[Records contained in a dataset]

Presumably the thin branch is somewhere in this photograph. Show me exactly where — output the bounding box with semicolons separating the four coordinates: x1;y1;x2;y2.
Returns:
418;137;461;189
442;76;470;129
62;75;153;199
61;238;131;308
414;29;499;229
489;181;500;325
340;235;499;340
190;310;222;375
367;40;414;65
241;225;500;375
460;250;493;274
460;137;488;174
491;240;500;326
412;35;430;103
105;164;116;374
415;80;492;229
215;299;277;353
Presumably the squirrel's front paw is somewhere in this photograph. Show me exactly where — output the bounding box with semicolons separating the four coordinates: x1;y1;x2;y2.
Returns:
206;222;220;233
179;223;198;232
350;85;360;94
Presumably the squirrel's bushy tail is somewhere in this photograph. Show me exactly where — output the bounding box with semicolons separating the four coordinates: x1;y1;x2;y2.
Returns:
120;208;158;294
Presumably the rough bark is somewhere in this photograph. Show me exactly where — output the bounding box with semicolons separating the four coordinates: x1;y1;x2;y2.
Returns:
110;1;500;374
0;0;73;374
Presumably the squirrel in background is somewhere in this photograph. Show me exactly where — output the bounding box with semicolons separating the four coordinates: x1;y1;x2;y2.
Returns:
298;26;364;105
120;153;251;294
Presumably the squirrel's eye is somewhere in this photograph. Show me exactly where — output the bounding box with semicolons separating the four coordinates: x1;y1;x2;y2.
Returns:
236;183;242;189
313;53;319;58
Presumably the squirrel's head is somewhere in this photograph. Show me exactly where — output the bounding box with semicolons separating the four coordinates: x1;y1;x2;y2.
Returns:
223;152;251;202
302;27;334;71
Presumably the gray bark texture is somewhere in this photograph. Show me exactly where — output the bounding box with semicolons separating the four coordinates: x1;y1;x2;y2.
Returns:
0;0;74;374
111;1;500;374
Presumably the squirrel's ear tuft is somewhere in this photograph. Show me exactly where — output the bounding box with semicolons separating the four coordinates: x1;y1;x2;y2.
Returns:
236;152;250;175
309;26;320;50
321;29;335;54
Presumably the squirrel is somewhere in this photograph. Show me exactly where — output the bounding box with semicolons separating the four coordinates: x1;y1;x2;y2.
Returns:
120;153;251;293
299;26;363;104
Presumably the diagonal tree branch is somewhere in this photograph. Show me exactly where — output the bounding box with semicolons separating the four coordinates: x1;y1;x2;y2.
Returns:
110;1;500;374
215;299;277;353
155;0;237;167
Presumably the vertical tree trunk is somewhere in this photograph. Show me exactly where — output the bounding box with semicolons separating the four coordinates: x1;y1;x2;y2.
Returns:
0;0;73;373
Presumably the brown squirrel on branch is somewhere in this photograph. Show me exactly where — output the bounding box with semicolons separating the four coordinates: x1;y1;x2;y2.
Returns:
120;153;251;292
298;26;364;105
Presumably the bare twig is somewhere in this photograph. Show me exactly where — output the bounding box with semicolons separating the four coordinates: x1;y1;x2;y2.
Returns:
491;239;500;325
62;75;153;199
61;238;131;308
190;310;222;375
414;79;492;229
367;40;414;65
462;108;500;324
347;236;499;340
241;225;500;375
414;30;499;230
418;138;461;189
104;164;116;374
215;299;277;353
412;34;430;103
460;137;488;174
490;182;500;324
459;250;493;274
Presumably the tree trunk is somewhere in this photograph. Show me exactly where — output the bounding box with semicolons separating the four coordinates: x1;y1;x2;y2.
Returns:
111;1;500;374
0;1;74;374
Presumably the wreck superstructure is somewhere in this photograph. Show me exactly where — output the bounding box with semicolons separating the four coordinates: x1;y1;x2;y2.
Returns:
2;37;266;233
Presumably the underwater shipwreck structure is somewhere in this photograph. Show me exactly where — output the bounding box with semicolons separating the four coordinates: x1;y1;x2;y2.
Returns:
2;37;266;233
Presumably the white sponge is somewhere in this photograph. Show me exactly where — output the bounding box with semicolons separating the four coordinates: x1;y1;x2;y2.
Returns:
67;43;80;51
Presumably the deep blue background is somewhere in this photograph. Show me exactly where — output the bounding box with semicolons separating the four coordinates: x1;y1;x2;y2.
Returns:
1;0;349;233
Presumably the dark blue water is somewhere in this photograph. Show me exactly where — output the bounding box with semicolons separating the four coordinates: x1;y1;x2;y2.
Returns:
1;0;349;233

### Exercise prompt
Having gone through the data above, repeat it exactly.

### Exercise result
Presumably the thin branch is somewhere in this photograph. Show me exactly where — output the bounding box with semicolons separating the four coordinates: x1;y1;x2;y2.
Returns:
418;137;461;189
442;76;470;129
62;75;153;199
61;238;131;308
414;29;499;229
489;181;500;325
340;235;499;340
190;310;222;375
367;40;414;65
241;225;500;375
460;250;493;274
460;137;488;174
491;240;500;326
412;35;430;103
105;164;116;374
415;80;492;229
215;299;277;353
Presumably the squirrel's front paw is somewhere in this photograph. Show me exactly where — output the bounding box with semicolons separating the four coordinates: x1;y1;x2;y2.
Returns:
206;222;220;233
179;223;198;232
350;85;360;94
Presumably the squirrel's bushy tail is somewhere in this photograph. Show me exactly where — output the bounding box with semicolons separating the four coordinates: x1;y1;x2;y2.
Returns:
120;208;158;294
Presumably the rough bark is somewhere in this photograph. Show me exactly where — output the bounding box with semicolons separating the four coordinates: x1;y1;x2;y2.
Returns:
110;1;500;374
0;0;73;374
Presumably the squirrel in background is somewhere in this photograph. Show me exactly where — output the bounding box with semicolons separating the four coordinates: x1;y1;x2;y2.
Returns:
298;26;364;105
120;153;251;294
Presumably the squirrel's eye is somewhere in this photograph. Show me exactly where — output the bounding box with semicolons separating the four coordinates: x1;y1;x2;y2.
Returns:
236;183;242;189
313;53;319;58
Presumably the squirrel's head is somewhere in this photograph. Show me exactly where — output the bounding box with semicolons separating the four coordinates: x1;y1;x2;y2.
Returns:
223;152;251;202
302;27;334;71
Presumably the gray bark texture is somewhere in this photograph. Show me exactly where — output the bounding box with semicolons separating the four coordinates: x1;y1;x2;y2.
Returns:
0;0;74;374
111;1;500;374
Presumably the squirrel's ear tuft is somewhere in this photograph. Show me exactly where — output the bounding box with semicolons separating the four coordinates: x1;y1;x2;y2.
Returns:
236;152;250;175
309;26;320;50
321;29;335;54
Presumably the squirrel is somewhere in this photograph. Show me exactly where — output the bounding box with semicolons separating the four coordinates: x1;y1;x2;y2.
Returns:
120;153;251;293
299;26;363;104
Presumably the diagonal tree branch is somewhere in this photograph. Show me exactly where — output the bounding box with semicolons separating the four coordinates: x1;y1;x2;y2.
Returns:
110;1;500;374
215;299;277;353
155;0;237;167
Presumably the vertical tree trunk is somewhere in this photograph. Show me exactly where — output the bounding box with semicolons separating the four coordinates: x1;y1;x2;y2.
Returns:
0;0;73;373
Presumably the brown squirrel on branch is somewhere in this photograph. Show me exactly where — output the bounding box with semicolons separating the four coordinates: x1;y1;x2;y2.
Returns:
120;153;251;292
298;26;364;105
Presumably the bare twig is somewhere in this photograph. Show me exactly where — output the bounding box with semicolons separating the four coordinates: x1;y1;x2;y2.
Returns:
491;239;500;325
62;75;153;199
61;238;131;308
190;310;222;375
414;79;492;229
367;40;414;65
462;108;500;324
347;236;499;340
241;225;500;375
414;30;499;230
418;138;461;189
104;164;116;374
215;299;277;353
412;34;430;103
460;137;488;174
490;182;500;324
459;250;493;274
Presumably the tree trunk is somewhere in this photograph. Show me exactly where — output the bounding box with semicolons separating the four coordinates: x1;y1;x2;y2.
Returns:
111;1;500;374
0;1;74;374
Presumably the wreck superstructure is somewhere in this photograph. Show me exactly where — output the bounding box with semicolons separating the four coordinates: x1;y1;x2;y2.
Returns:
2;37;266;233
Presumably the underwater shipwreck structure is somewhere in this photograph. Show me exactly where — output the bounding box with semicolons separating the four coordinates: x1;y1;x2;y2.
Returns:
2;37;266;233
Presumably the white sponge is somewhere in this photograph. Show me exactly where — output the bounding box with semicolons separating the four coordinates: x1;y1;x2;y2.
Returns:
67;43;80;51
Presumably the deep blue background is somewhere in this photograph. Show me exactly where — output the bounding box with semicolons separating the four coordinates: x1;y1;x2;y2.
Returns:
1;0;349;233
Presumably the dark blue water is somewhere in this photograph. Show me exactly where — output the bounding box with semicolons separating the four coordinates: x1;y1;x2;y2.
Returns:
1;0;349;233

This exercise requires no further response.